- _The exercise_
Extract every line in the records below that contains the string "chair", treating uppercase and lowercase as different.

(Excerpt from a dataset)
┌──
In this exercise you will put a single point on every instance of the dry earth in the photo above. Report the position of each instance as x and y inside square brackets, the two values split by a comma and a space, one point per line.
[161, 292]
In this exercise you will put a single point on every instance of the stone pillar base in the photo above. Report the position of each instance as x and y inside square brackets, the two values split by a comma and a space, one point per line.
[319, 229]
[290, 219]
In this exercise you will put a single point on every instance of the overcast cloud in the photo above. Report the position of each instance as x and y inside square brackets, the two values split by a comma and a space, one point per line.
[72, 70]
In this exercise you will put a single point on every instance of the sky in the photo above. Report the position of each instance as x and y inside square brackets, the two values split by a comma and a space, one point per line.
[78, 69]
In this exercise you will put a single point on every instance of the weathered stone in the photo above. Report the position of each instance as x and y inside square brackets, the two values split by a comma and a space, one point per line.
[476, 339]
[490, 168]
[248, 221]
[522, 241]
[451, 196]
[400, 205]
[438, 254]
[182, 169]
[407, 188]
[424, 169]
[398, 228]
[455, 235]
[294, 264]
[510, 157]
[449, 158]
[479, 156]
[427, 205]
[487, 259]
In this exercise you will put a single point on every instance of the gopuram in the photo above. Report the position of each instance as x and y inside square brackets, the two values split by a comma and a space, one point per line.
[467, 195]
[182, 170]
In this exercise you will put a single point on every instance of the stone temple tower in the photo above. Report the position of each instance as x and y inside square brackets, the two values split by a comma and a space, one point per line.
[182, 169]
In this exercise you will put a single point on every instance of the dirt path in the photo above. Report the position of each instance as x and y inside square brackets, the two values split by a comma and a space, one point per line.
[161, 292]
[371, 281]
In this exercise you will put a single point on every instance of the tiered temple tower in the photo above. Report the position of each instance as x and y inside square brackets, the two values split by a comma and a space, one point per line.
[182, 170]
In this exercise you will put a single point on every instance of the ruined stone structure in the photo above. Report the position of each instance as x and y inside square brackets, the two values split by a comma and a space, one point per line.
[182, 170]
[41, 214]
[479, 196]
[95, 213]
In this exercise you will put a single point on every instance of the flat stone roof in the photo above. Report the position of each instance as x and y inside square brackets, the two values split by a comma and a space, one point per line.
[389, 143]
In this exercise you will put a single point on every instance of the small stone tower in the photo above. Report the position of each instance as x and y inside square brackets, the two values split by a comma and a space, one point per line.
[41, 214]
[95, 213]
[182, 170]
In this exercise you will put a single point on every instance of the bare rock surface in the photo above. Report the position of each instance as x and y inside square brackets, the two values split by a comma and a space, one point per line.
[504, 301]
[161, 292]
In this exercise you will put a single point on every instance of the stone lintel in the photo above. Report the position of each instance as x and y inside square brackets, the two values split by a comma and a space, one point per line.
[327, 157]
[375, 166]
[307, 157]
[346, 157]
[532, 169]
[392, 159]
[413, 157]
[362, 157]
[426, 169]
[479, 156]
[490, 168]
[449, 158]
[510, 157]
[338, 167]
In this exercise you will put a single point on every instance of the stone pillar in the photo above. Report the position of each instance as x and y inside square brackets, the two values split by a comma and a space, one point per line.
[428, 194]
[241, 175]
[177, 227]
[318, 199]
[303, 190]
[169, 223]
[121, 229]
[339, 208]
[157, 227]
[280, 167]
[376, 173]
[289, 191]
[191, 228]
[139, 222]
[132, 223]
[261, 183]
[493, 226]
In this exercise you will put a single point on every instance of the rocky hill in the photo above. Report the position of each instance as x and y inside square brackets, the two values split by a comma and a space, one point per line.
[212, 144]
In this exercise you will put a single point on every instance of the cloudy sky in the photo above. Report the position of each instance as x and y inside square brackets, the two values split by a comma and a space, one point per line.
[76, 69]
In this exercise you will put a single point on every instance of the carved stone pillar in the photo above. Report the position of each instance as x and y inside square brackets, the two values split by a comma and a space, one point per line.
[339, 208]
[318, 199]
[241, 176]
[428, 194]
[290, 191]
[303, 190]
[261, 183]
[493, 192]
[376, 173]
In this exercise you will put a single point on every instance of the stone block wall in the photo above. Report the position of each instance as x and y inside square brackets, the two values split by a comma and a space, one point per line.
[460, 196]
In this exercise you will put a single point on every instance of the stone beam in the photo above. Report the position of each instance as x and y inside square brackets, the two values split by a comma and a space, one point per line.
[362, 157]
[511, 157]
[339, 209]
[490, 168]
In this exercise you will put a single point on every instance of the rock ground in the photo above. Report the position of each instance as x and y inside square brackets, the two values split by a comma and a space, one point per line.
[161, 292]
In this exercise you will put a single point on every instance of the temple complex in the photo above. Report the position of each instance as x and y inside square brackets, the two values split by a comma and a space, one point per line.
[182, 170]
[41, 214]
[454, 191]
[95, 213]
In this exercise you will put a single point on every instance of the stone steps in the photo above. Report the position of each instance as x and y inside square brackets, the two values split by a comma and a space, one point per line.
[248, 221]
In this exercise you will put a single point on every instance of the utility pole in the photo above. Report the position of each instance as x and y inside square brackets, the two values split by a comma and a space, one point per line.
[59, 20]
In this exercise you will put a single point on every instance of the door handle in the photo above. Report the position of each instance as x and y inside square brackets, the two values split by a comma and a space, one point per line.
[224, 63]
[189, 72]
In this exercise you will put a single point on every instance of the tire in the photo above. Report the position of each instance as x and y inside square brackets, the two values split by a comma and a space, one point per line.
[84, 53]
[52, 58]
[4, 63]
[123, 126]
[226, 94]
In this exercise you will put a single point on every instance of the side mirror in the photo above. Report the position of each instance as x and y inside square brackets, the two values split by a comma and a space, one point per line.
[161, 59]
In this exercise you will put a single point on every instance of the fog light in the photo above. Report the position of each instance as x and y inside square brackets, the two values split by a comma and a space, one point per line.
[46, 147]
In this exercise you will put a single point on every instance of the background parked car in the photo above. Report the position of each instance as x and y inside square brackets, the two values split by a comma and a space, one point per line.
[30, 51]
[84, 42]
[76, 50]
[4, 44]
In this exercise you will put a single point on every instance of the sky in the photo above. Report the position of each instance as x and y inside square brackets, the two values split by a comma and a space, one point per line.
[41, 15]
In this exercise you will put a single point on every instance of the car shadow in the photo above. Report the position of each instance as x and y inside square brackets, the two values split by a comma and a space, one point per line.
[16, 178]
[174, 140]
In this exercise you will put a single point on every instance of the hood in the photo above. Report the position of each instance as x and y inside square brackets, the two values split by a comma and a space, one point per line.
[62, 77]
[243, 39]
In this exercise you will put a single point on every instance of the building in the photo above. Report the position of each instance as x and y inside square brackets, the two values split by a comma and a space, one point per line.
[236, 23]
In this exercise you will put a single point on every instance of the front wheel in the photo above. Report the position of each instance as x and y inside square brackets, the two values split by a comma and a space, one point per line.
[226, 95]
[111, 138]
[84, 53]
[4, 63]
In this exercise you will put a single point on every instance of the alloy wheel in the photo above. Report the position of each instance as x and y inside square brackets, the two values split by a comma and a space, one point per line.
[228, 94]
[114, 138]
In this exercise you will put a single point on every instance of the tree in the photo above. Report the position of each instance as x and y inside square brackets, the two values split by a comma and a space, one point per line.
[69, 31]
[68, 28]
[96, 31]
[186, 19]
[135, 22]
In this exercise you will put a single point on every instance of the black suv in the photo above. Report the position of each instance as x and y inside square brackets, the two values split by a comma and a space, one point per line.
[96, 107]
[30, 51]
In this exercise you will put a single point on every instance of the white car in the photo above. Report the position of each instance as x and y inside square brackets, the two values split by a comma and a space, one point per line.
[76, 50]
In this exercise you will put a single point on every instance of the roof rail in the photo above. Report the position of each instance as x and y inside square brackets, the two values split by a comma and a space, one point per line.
└──
┌──
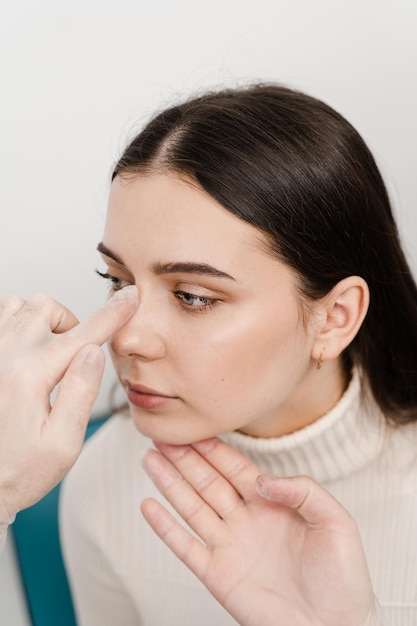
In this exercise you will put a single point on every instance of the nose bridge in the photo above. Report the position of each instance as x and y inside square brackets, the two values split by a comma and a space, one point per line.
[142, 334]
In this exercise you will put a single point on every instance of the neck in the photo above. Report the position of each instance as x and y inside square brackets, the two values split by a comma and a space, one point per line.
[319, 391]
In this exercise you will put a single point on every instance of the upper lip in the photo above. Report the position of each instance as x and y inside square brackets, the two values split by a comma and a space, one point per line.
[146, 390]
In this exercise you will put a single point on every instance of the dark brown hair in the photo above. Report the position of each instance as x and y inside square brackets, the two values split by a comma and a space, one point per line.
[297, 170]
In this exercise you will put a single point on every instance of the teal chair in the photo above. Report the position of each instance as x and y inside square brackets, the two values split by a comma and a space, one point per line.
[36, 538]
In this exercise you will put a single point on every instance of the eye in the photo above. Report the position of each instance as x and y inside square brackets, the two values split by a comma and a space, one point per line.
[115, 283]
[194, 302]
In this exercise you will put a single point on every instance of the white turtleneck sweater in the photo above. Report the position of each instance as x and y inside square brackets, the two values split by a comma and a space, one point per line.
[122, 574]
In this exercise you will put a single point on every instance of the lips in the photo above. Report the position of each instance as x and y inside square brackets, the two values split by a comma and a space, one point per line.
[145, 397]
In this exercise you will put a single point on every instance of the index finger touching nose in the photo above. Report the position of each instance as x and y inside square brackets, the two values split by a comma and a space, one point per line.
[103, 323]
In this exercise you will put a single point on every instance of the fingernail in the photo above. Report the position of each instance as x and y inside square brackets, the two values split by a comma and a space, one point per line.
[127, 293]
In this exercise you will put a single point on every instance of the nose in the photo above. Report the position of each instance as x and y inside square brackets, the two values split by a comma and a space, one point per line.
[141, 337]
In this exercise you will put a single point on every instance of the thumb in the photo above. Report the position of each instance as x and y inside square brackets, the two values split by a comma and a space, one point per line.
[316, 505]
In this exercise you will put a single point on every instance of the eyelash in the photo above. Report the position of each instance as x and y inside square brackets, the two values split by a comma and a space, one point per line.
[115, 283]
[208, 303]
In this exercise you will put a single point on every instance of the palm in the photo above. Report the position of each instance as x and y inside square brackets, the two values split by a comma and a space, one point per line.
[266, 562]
└──
┌──
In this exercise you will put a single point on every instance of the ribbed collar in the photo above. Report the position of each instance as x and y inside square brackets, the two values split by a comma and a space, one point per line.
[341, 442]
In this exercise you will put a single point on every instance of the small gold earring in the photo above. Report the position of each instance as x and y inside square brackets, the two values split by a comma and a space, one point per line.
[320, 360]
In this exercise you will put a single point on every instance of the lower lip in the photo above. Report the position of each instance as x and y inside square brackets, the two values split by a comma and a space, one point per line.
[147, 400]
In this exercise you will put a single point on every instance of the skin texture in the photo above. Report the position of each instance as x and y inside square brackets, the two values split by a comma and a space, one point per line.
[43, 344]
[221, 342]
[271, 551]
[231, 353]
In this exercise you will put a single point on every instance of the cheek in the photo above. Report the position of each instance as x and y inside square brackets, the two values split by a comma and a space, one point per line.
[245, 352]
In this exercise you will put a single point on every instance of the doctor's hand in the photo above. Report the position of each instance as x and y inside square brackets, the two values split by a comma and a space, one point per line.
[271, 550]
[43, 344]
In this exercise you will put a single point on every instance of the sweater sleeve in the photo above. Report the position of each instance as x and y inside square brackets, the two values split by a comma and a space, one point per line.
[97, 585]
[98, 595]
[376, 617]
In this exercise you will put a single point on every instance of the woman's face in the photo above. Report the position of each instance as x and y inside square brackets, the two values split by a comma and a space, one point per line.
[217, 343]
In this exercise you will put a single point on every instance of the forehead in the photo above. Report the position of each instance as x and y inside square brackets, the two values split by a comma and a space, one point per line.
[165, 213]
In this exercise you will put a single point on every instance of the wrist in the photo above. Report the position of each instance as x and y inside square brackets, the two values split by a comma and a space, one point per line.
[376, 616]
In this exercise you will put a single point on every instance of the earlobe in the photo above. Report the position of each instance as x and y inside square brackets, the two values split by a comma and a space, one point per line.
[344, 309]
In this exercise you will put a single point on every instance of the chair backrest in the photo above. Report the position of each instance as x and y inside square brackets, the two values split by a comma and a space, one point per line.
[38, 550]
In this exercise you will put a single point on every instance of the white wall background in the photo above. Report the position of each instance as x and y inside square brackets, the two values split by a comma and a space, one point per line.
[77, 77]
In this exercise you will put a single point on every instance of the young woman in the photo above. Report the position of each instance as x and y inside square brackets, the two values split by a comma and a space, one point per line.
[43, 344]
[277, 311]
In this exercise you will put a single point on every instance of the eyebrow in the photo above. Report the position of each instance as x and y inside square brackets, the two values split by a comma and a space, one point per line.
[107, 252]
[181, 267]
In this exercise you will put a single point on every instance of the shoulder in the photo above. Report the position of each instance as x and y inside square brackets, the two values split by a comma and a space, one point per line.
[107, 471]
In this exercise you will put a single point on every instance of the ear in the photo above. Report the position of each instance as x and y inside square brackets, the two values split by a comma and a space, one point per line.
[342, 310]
└──
- _Response_
In this exercise you will put a single point on every instance of the teal chair in the photo above. Report the position of each instance as x and y inside square brackets, the two values split by a comma and a space, one point per line.
In this exercise you will put a single point on every instance of the chair backrest in the photo above. Report the position of each instance as x and y inside square brackets, the two values split by a comma and a space, one point per line.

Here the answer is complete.